(Aim of the exercise):
Reproduce the following material line for line, without altering any character.

(Excerpts from a point labeling dataset):
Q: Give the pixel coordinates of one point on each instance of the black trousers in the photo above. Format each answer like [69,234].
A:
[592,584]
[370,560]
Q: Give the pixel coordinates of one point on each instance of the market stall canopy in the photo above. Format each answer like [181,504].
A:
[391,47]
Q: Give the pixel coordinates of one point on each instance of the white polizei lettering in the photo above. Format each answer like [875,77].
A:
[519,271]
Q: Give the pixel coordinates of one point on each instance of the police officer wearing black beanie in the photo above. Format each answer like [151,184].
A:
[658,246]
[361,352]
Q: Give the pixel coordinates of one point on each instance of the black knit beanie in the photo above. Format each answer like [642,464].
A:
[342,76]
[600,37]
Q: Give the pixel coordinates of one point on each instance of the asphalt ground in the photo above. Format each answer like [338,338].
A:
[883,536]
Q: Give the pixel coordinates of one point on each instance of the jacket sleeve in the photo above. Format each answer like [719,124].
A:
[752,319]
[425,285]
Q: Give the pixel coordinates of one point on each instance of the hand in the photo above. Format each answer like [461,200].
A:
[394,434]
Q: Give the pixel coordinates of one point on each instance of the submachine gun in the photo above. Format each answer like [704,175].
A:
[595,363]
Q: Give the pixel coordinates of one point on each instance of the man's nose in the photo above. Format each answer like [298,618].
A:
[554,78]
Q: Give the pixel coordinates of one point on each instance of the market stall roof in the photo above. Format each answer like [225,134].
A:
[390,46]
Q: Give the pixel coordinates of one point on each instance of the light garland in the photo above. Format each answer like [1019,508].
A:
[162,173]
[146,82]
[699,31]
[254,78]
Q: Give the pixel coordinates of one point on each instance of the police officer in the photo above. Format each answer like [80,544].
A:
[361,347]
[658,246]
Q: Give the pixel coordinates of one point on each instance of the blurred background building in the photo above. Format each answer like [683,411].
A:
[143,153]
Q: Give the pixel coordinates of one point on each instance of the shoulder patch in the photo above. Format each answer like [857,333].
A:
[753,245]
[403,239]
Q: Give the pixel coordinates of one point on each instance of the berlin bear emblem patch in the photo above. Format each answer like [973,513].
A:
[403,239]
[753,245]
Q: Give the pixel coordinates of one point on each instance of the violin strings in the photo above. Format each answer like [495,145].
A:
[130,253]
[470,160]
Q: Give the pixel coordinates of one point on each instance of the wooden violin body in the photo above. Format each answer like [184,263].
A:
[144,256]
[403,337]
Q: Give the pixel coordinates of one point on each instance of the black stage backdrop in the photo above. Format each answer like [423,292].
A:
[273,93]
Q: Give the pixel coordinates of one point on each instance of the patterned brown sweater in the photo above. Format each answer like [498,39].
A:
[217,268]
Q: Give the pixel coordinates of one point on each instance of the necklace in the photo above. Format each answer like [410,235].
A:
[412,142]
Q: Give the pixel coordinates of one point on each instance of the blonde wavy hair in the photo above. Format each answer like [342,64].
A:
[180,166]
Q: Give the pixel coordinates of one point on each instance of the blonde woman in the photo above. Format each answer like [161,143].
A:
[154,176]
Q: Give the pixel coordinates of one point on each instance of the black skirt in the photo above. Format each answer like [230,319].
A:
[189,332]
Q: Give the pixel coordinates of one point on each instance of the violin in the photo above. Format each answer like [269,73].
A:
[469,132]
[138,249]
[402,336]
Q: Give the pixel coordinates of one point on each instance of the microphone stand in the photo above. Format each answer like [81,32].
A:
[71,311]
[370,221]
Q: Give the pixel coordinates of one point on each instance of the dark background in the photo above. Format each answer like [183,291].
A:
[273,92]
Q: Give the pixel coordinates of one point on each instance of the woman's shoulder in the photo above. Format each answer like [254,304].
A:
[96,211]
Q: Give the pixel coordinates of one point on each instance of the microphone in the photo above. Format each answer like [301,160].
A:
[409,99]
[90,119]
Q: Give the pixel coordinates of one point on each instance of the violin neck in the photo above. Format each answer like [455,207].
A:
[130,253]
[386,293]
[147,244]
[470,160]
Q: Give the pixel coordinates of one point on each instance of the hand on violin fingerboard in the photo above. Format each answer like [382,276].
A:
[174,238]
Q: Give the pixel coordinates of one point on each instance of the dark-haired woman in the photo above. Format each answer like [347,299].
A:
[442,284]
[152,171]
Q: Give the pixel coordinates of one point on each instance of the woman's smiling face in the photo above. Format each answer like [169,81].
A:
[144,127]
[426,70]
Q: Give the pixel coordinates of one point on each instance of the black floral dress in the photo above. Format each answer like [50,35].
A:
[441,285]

(Solution for this exercise):
Q: Give the pixel coordinates of one point on each instance of the black trousers in the photo above. Format each answer like [69,234].
A:
[592,584]
[370,560]
Q: Give the pixel coordinates of one point on each instance of the market stall canopy in the photo above. Format each answer like [181,504].
A:
[391,47]
Q: Give the pixel coordinates of one point on each instance of the white polizei lettering in the photo above. Format each answer like [875,77].
A:
[519,271]
Q: Give the pixel coordinates of one point on each instance of the police officer wearing black beanie in the photo above. Format each answer like [151,184].
A:
[658,246]
[361,352]
Q: Give the pixel coordinates of one point on each instance of the black knit beanie in the photo above. Format each answer like [642,464].
A:
[342,76]
[600,37]
Q: Give the pixel coordinates of one point on each instance of the asphalt ground in the photo above. Format each answer like [338,338].
A:
[883,536]
Q: Give the pixel coordinates of one point on each instance of the jacket sleeve in the photo above. Format each answer like [719,124].
A:
[752,319]
[425,285]
Q: Give the pixel coordinates of one point on each instance of the hand in the photo above. Format each answer like [461,200].
A:
[394,434]
Q: Give the pixel coordinates of one point on each instance of the submachine gun in the photo above. Format each answer like [704,175].
A:
[595,363]
Q: Give the pixel coordinates of one point on each instance of the man's nose in the photo above. Format each answer like [298,618].
A:
[554,78]
Q: Give the pixel coordinates of one point on each instance of the market stall roof in the photo above. Format each answer like [225,134].
A:
[390,46]
Q: Give the pixel coordinates of one point on each instance of the light garland in the photo above. Format each answer like [1019,508].
A:
[162,173]
[146,82]
[699,31]
[254,78]
Q: Give the pixel coordinates of one point on each instance of the police officer in the photo above. Format each answer like [80,544].
A:
[361,347]
[658,246]
Q: Give the pixel coordinates of one point on each instance of the blurred background building in the photo above. Format each answer like [683,411].
A:
[143,153]
Q: Give the pixel coordinates of one point on each instance of the shoulder patch in the photo above. Format each answer like [857,333].
A:
[753,245]
[403,239]
Q: Give the pixel coordinates of one point on each instance of the berlin bear emblem patch in the photo above. Format each answer like [973,513].
A:
[403,239]
[753,245]
Q: Give the pixel coordinates of one point on each instance of the violin strings in the photo above. Format each answer like [495,145].
A:
[130,253]
[470,160]
Q: Give the pixel coordinates of one point on each instance of the wooden violin body in the photo above. Format each answer like [184,263].
A:
[144,256]
[403,337]
Q: Give the pixel coordinates of one point on each instance of the black stage backdrop in the photo above. Format each answer like [423,292].
A:
[273,93]
Q: Give the pixel coordinates of one point on each instance of the patterned brown sweater in the photo above. Format each answer like [498,39].
A:
[217,268]
Q: Give the pixel coordinates of one point on each instance of the necklace in the photo above. Format each answer like [410,235].
A:
[412,142]
Q: Give the pixel coordinates of one point on each instance of the blonde wavy hair in the photo above. Format each answer like [342,64].
A:
[180,166]
Q: Give the pixel coordinates of one point on each instance of the blonde woman in the photo above. Format each answer like [161,143].
A:
[154,176]
Q: Give the pixel coordinates of one point on each instance of the black skirt in the photo above. Format each answer like [230,319].
A:
[189,332]
Q: Give the pixel coordinates of one point on each instance of the violin in the photo above. Format each answer like [269,73].
A:
[469,132]
[138,249]
[402,336]
Q: Give the pixel coordinates of one point on each instance of the microphone stand in the photo above. Format each answer like [81,32].
A:
[71,311]
[370,221]
Q: Give the pixel coordinates of one point on each instance of the dark background in the photo above. Format each answer like [183,291].
A:
[273,92]
Q: Give the pixel coordinates of one point on each instance of the woman's shoulder in the photo above. Format each answer like [254,304].
A:
[96,211]
Q: Give the pixel coordinates of one point on each instance of the microphone in the photo above. Format each answer like [301,160].
A:
[409,99]
[90,119]
Q: Give the pixel coordinates of one point on each instance of the violin neck in the photo above. Format each answer like [455,207].
A:
[130,253]
[386,293]
[147,244]
[470,160]
Q: Give the pixel coordinates of one point on each instance of the hand on violin fingerboard in the photo above. Format each answer like [382,276].
A:
[174,238]
Q: Give the pixel coordinates of one point on each instance of the dark-haired woman in the photo above. Format each answer like [347,299].
A:
[442,284]
[152,171]
Q: Give the pixel coordinates of one point on each instance of the woman's smiling face in the photo above. Format each answer like [169,81].
A:
[144,127]
[426,70]
Q: Give the pixel coordinates of one point on each instance of the black floral dress in the photo above. Format each answer like [50,35].
A:
[441,285]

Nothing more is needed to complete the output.